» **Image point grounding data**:
☆ ☆ ☆

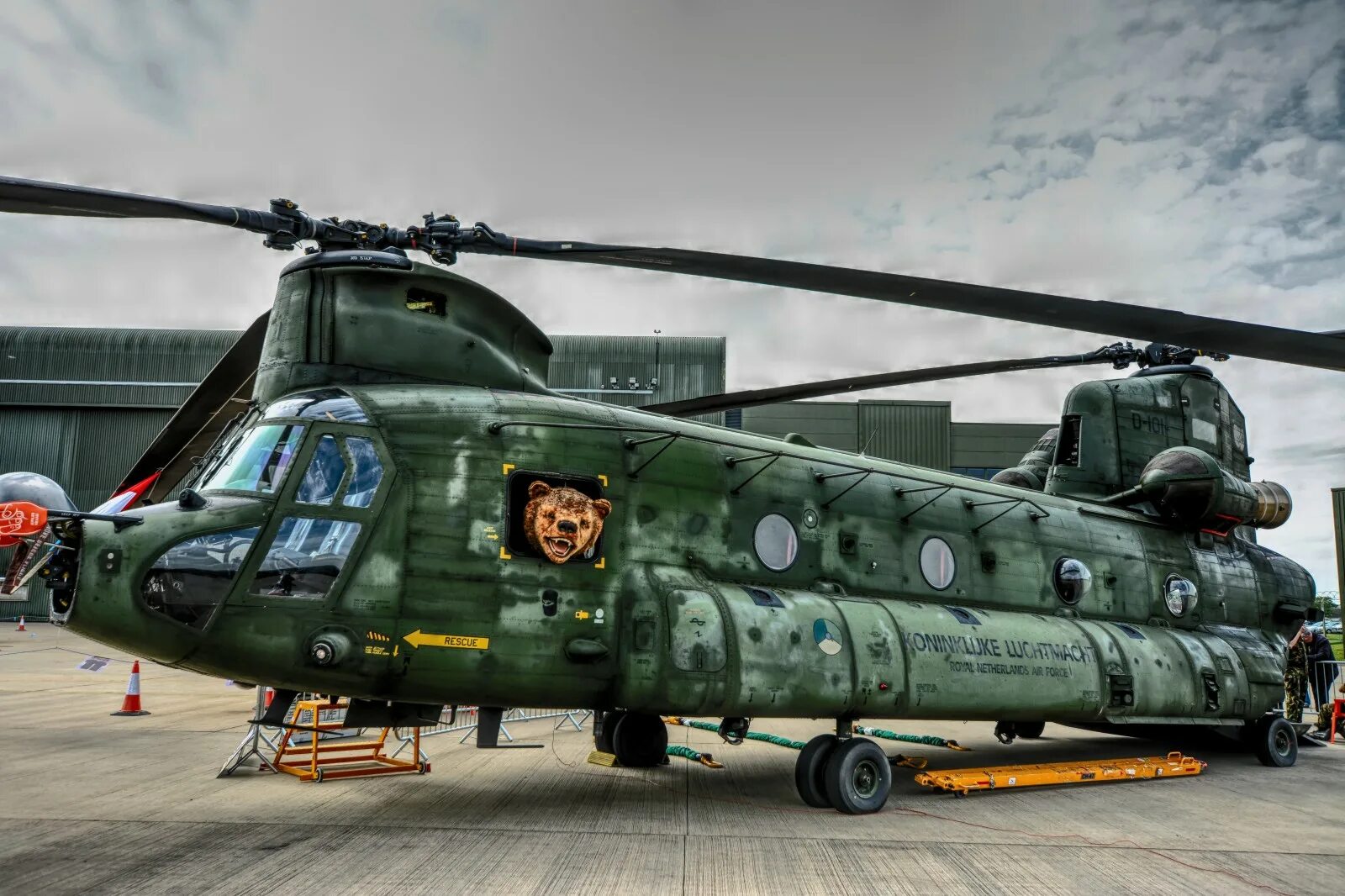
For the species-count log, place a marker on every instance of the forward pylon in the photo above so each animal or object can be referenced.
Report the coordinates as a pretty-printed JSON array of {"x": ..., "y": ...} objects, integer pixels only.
[{"x": 131, "y": 705}]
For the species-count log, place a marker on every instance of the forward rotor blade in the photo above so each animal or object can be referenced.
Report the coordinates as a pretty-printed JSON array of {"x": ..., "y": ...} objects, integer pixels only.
[
  {"x": 202, "y": 417},
  {"x": 44, "y": 198},
  {"x": 1086, "y": 315},
  {"x": 755, "y": 397}
]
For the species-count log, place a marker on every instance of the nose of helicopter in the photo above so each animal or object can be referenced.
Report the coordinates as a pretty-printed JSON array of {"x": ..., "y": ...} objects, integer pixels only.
[{"x": 154, "y": 587}]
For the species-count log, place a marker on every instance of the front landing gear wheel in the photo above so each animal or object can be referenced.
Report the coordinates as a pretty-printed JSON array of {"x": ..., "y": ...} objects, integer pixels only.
[
  {"x": 639, "y": 741},
  {"x": 810, "y": 770},
  {"x": 858, "y": 777},
  {"x": 1274, "y": 741}
]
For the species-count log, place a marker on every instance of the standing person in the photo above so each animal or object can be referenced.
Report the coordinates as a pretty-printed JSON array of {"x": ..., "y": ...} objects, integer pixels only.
[
  {"x": 1322, "y": 674},
  {"x": 1295, "y": 676}
]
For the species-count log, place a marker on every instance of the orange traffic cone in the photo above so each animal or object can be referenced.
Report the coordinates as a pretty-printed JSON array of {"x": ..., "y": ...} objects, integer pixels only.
[{"x": 131, "y": 705}]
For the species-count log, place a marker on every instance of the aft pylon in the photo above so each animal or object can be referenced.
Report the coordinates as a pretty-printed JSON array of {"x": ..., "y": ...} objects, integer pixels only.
[{"x": 131, "y": 705}]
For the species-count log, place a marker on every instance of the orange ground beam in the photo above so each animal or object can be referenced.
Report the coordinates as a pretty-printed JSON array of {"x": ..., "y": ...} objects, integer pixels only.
[{"x": 963, "y": 781}]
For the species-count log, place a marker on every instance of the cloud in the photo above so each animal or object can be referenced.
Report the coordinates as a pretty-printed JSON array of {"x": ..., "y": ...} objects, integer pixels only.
[{"x": 1184, "y": 154}]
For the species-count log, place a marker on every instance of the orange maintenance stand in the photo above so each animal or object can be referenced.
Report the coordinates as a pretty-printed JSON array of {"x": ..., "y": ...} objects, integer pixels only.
[
  {"x": 963, "y": 781},
  {"x": 329, "y": 759}
]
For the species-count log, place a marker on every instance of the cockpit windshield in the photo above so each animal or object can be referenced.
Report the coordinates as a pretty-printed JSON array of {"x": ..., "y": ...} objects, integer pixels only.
[{"x": 259, "y": 461}]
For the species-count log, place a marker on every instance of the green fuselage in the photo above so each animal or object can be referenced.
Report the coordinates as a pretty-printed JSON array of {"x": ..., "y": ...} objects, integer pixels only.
[{"x": 440, "y": 600}]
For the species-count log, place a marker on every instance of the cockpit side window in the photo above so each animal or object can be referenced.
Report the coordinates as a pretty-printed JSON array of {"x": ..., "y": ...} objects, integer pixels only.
[
  {"x": 194, "y": 576},
  {"x": 322, "y": 481},
  {"x": 306, "y": 557},
  {"x": 259, "y": 461},
  {"x": 369, "y": 472}
]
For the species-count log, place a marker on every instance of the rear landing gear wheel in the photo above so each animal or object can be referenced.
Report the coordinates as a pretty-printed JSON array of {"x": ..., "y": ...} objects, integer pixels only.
[
  {"x": 1274, "y": 741},
  {"x": 810, "y": 770},
  {"x": 858, "y": 777},
  {"x": 639, "y": 741},
  {"x": 603, "y": 730}
]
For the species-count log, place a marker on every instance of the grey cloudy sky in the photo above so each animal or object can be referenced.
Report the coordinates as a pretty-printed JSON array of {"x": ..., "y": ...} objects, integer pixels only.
[{"x": 1185, "y": 154}]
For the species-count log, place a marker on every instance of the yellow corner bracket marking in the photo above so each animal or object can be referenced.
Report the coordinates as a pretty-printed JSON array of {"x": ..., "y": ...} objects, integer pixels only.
[{"x": 424, "y": 640}]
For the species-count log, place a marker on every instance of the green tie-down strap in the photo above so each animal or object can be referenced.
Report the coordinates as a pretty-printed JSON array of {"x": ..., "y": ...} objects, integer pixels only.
[
  {"x": 752, "y": 735},
  {"x": 928, "y": 741},
  {"x": 686, "y": 752}
]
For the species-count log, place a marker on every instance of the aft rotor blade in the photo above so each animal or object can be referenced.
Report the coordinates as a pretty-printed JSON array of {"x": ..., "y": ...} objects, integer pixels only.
[
  {"x": 44, "y": 198},
  {"x": 1086, "y": 315},
  {"x": 755, "y": 397},
  {"x": 201, "y": 419}
]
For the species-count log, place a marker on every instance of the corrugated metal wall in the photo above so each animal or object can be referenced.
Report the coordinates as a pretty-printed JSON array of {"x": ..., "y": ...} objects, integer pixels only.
[
  {"x": 993, "y": 445},
  {"x": 77, "y": 365},
  {"x": 683, "y": 366},
  {"x": 831, "y": 424},
  {"x": 914, "y": 432}
]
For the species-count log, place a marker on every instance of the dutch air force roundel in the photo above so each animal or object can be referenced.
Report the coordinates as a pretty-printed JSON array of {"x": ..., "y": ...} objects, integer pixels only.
[{"x": 827, "y": 635}]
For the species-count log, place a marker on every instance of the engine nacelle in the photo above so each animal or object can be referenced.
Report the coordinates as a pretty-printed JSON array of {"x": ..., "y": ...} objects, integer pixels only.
[{"x": 1194, "y": 490}]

☆ ☆ ☆

» **What you are asked to do**: Nothing but an exact copy of the data above, minus its pictures, should appear in the response.

» **Written answer**:
For the species-count log, place a marker on every instance of the forward pylon in the photo above so each animal or object can be referenced.
Report the coordinates as a pretty-printed JSON array of {"x": ..., "y": ...} objects, integer pixels only.
[{"x": 131, "y": 705}]
For the species-count log, place a marker on every instance of the forward rotor blade in the photo above so each animal or object can be referenced.
Report the coordinates as a pretty-printed JSON array of {"x": ..., "y": ...} objects, integer pixels only.
[
  {"x": 202, "y": 417},
  {"x": 44, "y": 198},
  {"x": 1086, "y": 315},
  {"x": 755, "y": 397}
]
For the species-count log, place a marker on every instance of the nose of helicopter in the photo above so each animal or object can be referenced.
Report the coordinates as a pretty-printed JSON array of {"x": ..., "y": ...} objects, integer pixels only.
[{"x": 154, "y": 587}]
For the species-count log, place a marker on every instance of the front landing gear wheel in the photo above so each animal or object can be referenced.
Report the coordinates as a pretty-printed JSON array of {"x": ..., "y": ...} objects, integer pixels only.
[
  {"x": 639, "y": 741},
  {"x": 810, "y": 770},
  {"x": 858, "y": 777},
  {"x": 1274, "y": 741}
]
For the species-count log, place a marker on every instance of the standing person in the photo above so each animal or object can be referenced.
Report the coordinates as a pretty-printed JSON array of {"x": ..., "y": ...} objects, integer pixels only.
[
  {"x": 1322, "y": 674},
  {"x": 1295, "y": 676}
]
For the species-count log, place a marker on every instance of the orange traffic cone in the photo above so each animal or object can be referenced.
Report the coordinates as a pretty-printed JSON array of {"x": ..., "y": ...} objects, integer pixels only.
[{"x": 131, "y": 705}]
For the species-count log, place a marker on every instance of the aft pylon in the photo above so each animal or object can be referenced.
Report the coordinates as a pretty-printed JSON array of {"x": ..., "y": ...} objects, integer pixels only.
[{"x": 131, "y": 705}]
For the species-count log, place a marker on every instance of the orange ground beam in the photo above so each animal or object can be referenced.
Report the coordinates as a pretty-printed JSON array of {"x": ..., "y": ...} objects, integer pixels only.
[{"x": 963, "y": 781}]
For the species-count log, place a marker on every instance of the cloud in the photo above so each animal or object can be referenced.
Report the coordinates as a pretty-printed JSON array of {"x": ..., "y": ...} objects, integer pixels only.
[{"x": 1184, "y": 154}]
For the species-count log, place a marker on every instance of the orange maintenance stand in the photo above so each animal or object can be referenced.
Report the coordinates as a pretty-printed JSON array of {"x": ..., "y": ...} objects, integer pixels only.
[
  {"x": 963, "y": 781},
  {"x": 329, "y": 759}
]
For the species-count log, place a marker on every instance of the cockpit windshield in the photo above so each animal or object can be referenced.
Report the coordinates as a pretty-printed JSON array of {"x": ..., "y": ...} objects, integer pixels only.
[{"x": 259, "y": 461}]
For the species-count log, place a marker on every instance of the green fuselage in the photo above so each animal or object can be referenced.
Report the coordinates as a pretty-printed JSON array of {"x": ..., "y": ...} objects, integer pixels only.
[{"x": 440, "y": 600}]
For the species-count log, place a marker on every instance of the cockpit side window in the photo above so each animal or object can be referenced.
Report the coordinates as a pretty-printed JSON array of {"x": ..., "y": ...} objects, integer pixels only.
[
  {"x": 194, "y": 576},
  {"x": 322, "y": 481},
  {"x": 306, "y": 557},
  {"x": 259, "y": 461},
  {"x": 369, "y": 472}
]
For the species-count log, place a marker on every instance of the rear landing gear wheel in the photo above so each animal or object can be referenced.
Report the coordinates as a pretty-printed JSON array of {"x": ..., "y": ...} objects, integer pixels only.
[
  {"x": 1274, "y": 741},
  {"x": 810, "y": 770},
  {"x": 858, "y": 777},
  {"x": 639, "y": 741},
  {"x": 603, "y": 730}
]
For the species-count log, place a marker on every instance of the grey cloudy sky in the photo above so each animal or object can be referenced.
Report the coordinates as a pretty-printed JSON array of {"x": ..., "y": ...} objects, integer pixels only.
[{"x": 1185, "y": 154}]
For the species-count log, place a marker on every instance of the yellow corner bracket marking in the photo above so each animal or object can be referenced.
Report the coordinates as a pretty-printed JSON array of {"x": ..., "y": ...} objects, integer pixels only.
[{"x": 424, "y": 640}]
For the species-count log, place a marker on every instance of the green tie-down strap in the photo above so each animal or object can be referenced.
Report the coordinates as a pretty-printed JSON array of {"x": ..., "y": ...} objects, integer pixels only.
[
  {"x": 752, "y": 735},
  {"x": 928, "y": 741},
  {"x": 686, "y": 752}
]
For the species-count log, place a marker on every instance of the aft rotor blade in the photo above so each animal or object can be referenced.
Report the coordinates as a pretty-printed JSON array of {"x": ..., "y": ...} objects, integer pixels only.
[
  {"x": 44, "y": 198},
  {"x": 1086, "y": 315},
  {"x": 755, "y": 397},
  {"x": 201, "y": 419}
]
For the species-count log, place a marker on every instance of the corrugated metal wall in the photo above so each animal or object can be referenced.
Report the coordinates as a pretty-printed JSON array of {"x": ..., "y": ...} objects, integer pixels only.
[
  {"x": 993, "y": 445},
  {"x": 77, "y": 365},
  {"x": 683, "y": 366},
  {"x": 831, "y": 424},
  {"x": 914, "y": 432}
]
For the species-count log, place a marker on every instance of the dutch air force roundel in the photo above so each animal or object can be referenced.
Report the coordinates as a pretty-printed JSON array of {"x": ..., "y": ...} objects, integer pixels only.
[{"x": 827, "y": 635}]
For the species-count log, place a marker on every instance of the engine nacelle in the photo above so each animal or object can be referenced.
Report the coordinates as a pretty-printed JSON array of {"x": ..., "y": ...} objects, integer pixels only.
[{"x": 1194, "y": 490}]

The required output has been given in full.